Would you transcribe the whole listing exactly, minus its pictures?

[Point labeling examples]
---

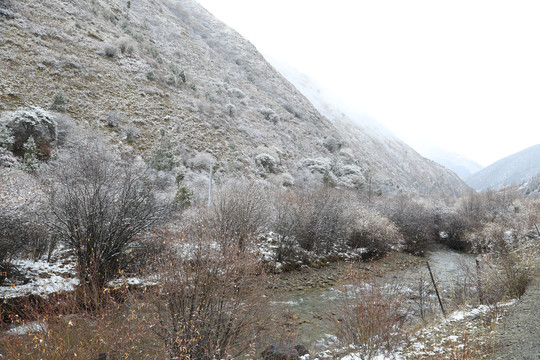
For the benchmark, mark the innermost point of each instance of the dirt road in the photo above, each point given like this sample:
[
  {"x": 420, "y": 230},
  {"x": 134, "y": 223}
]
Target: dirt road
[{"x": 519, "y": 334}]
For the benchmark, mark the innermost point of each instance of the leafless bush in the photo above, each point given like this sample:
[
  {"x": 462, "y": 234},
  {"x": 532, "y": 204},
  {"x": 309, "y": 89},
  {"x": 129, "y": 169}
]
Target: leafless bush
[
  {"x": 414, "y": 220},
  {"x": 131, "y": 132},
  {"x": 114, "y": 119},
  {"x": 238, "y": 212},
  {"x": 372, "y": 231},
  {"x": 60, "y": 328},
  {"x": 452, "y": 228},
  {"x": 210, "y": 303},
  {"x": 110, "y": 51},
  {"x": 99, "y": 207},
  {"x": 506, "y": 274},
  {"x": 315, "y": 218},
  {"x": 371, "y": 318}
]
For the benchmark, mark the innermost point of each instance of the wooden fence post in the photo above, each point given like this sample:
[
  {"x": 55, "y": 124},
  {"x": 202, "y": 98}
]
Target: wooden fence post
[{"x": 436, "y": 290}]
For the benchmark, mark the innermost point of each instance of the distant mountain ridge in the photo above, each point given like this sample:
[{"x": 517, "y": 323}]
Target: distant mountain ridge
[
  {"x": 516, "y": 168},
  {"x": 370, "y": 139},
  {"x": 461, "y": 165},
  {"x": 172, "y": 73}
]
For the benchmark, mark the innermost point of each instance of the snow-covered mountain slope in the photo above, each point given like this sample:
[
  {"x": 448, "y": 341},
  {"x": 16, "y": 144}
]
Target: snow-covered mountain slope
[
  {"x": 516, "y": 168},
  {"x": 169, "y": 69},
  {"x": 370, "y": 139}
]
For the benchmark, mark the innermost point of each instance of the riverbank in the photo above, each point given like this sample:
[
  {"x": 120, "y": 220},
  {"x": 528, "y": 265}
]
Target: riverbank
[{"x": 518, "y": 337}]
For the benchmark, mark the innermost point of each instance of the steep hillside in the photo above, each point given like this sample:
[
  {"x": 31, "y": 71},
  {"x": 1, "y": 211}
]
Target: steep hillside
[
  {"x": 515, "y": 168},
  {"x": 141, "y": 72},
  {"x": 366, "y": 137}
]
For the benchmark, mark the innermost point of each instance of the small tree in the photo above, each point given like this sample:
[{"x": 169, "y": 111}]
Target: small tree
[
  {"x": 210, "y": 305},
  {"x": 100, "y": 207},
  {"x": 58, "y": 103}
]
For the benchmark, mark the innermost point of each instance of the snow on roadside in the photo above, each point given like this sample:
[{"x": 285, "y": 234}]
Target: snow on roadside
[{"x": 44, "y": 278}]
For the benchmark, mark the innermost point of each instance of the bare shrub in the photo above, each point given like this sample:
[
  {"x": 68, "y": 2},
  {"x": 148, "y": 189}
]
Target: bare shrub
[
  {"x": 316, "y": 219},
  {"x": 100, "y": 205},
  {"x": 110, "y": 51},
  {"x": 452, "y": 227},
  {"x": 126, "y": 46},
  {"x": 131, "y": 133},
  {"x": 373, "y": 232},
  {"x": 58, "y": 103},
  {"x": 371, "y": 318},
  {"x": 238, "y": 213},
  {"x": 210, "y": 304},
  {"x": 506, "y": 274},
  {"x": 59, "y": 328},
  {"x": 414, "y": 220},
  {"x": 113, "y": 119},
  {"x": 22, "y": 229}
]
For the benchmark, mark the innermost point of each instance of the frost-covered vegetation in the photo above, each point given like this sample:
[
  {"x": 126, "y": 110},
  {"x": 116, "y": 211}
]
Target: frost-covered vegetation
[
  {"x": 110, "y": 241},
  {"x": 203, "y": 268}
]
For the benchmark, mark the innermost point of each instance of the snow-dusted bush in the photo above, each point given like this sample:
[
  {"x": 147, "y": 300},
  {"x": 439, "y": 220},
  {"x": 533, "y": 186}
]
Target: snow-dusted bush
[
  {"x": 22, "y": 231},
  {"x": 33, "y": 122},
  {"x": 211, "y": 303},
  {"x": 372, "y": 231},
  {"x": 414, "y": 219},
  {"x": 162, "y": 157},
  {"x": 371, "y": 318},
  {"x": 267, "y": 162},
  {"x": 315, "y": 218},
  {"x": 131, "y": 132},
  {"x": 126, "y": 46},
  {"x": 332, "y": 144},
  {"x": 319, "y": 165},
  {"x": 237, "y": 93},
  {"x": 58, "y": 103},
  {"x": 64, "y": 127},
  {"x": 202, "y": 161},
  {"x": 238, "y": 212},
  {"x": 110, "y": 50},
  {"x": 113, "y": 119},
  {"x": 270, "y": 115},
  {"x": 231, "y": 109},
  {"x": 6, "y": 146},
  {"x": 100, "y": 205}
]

---

**EXERCISE SOLUTION**
For the benchmark, mark the innermost point of each instance of the dirt road in the photo above, each point given like this sample:
[
  {"x": 420, "y": 230},
  {"x": 134, "y": 223}
]
Target: dirt road
[{"x": 519, "y": 334}]
For the benchmark, mark the innermost point of each instance of the leafless bush in the photo above, each point given like this sample:
[
  {"x": 462, "y": 234},
  {"x": 532, "y": 204},
  {"x": 309, "y": 89},
  {"x": 129, "y": 169}
]
Target: leafless bush
[
  {"x": 414, "y": 220},
  {"x": 131, "y": 132},
  {"x": 114, "y": 119},
  {"x": 238, "y": 212},
  {"x": 372, "y": 231},
  {"x": 60, "y": 328},
  {"x": 452, "y": 228},
  {"x": 210, "y": 303},
  {"x": 110, "y": 51},
  {"x": 99, "y": 207},
  {"x": 506, "y": 274},
  {"x": 315, "y": 218},
  {"x": 371, "y": 318}
]
For the benchmark, mark the innermost point of each instance of the wooden fence post in the photo above, each point given like this sample:
[
  {"x": 55, "y": 124},
  {"x": 202, "y": 98}
]
Target: wooden fence post
[{"x": 436, "y": 290}]
For the benchmark, mark the innermost point of each instance of the distant mountain ridge in the photo above, each point given like this sample:
[{"x": 517, "y": 323}]
Target: distant mountain ridge
[
  {"x": 516, "y": 168},
  {"x": 370, "y": 139},
  {"x": 461, "y": 165},
  {"x": 172, "y": 73}
]
For the benchmark, mark the innermost point of each instance of the snow-covered mountain slope in the photo above, each point given like this sample:
[
  {"x": 448, "y": 341},
  {"x": 16, "y": 144}
]
Target: snow-covered mountain slope
[
  {"x": 516, "y": 168},
  {"x": 169, "y": 69},
  {"x": 370, "y": 139}
]
For the benchmark, mark the innermost point of each instance of the riverbank in the photo above, each point given like this sample:
[
  {"x": 120, "y": 220},
  {"x": 528, "y": 265}
]
Target: riverbank
[{"x": 518, "y": 337}]
For the benchmark, mark the innermost point of each instance of the steep hillside in the photo above, each point given like this sample:
[
  {"x": 31, "y": 71},
  {"x": 1, "y": 211}
]
Target: steep hillside
[
  {"x": 515, "y": 168},
  {"x": 141, "y": 72},
  {"x": 366, "y": 137}
]
For the benchmark, mark the innermost point of each instance of the small tree in the photo above, each point given like this sample:
[{"x": 169, "y": 111}]
Target: small tree
[
  {"x": 210, "y": 305},
  {"x": 100, "y": 207},
  {"x": 58, "y": 103}
]
For the benchmark, mark the innermost point of each instance of the snow on roadside in the photo above, each point given like this sample:
[{"x": 285, "y": 234}]
Target: snow on roadside
[{"x": 44, "y": 278}]
For the benchmark, mark the innermost point of each instance of the bare shrub in the photo above, each point given like this sample:
[
  {"x": 68, "y": 2},
  {"x": 148, "y": 189}
]
Target: bare shrub
[
  {"x": 316, "y": 219},
  {"x": 100, "y": 205},
  {"x": 110, "y": 51},
  {"x": 452, "y": 227},
  {"x": 126, "y": 46},
  {"x": 131, "y": 133},
  {"x": 373, "y": 232},
  {"x": 58, "y": 103},
  {"x": 371, "y": 318},
  {"x": 238, "y": 213},
  {"x": 210, "y": 304},
  {"x": 506, "y": 274},
  {"x": 59, "y": 328},
  {"x": 414, "y": 220},
  {"x": 113, "y": 119},
  {"x": 22, "y": 229}
]
For the benchmark, mark the innermost point of each instance of the frost-covered vegetation in the photo above, each point given like this sample:
[
  {"x": 126, "y": 110},
  {"x": 116, "y": 211}
]
Target: frost-covered vegetation
[
  {"x": 110, "y": 241},
  {"x": 203, "y": 268}
]
For the benchmark, mark the innermost point of each instance of the snow-dusted bush in the photo above, each point given like this sample:
[
  {"x": 147, "y": 300},
  {"x": 439, "y": 220},
  {"x": 533, "y": 186}
]
Target: snow-dusted bush
[
  {"x": 22, "y": 231},
  {"x": 33, "y": 122},
  {"x": 211, "y": 303},
  {"x": 372, "y": 231},
  {"x": 414, "y": 219},
  {"x": 162, "y": 157},
  {"x": 371, "y": 318},
  {"x": 267, "y": 162},
  {"x": 315, "y": 218},
  {"x": 131, "y": 132},
  {"x": 126, "y": 46},
  {"x": 332, "y": 144},
  {"x": 319, "y": 165},
  {"x": 237, "y": 93},
  {"x": 58, "y": 103},
  {"x": 64, "y": 127},
  {"x": 202, "y": 161},
  {"x": 238, "y": 212},
  {"x": 110, "y": 50},
  {"x": 113, "y": 119},
  {"x": 270, "y": 115},
  {"x": 231, "y": 109},
  {"x": 6, "y": 146},
  {"x": 100, "y": 205}
]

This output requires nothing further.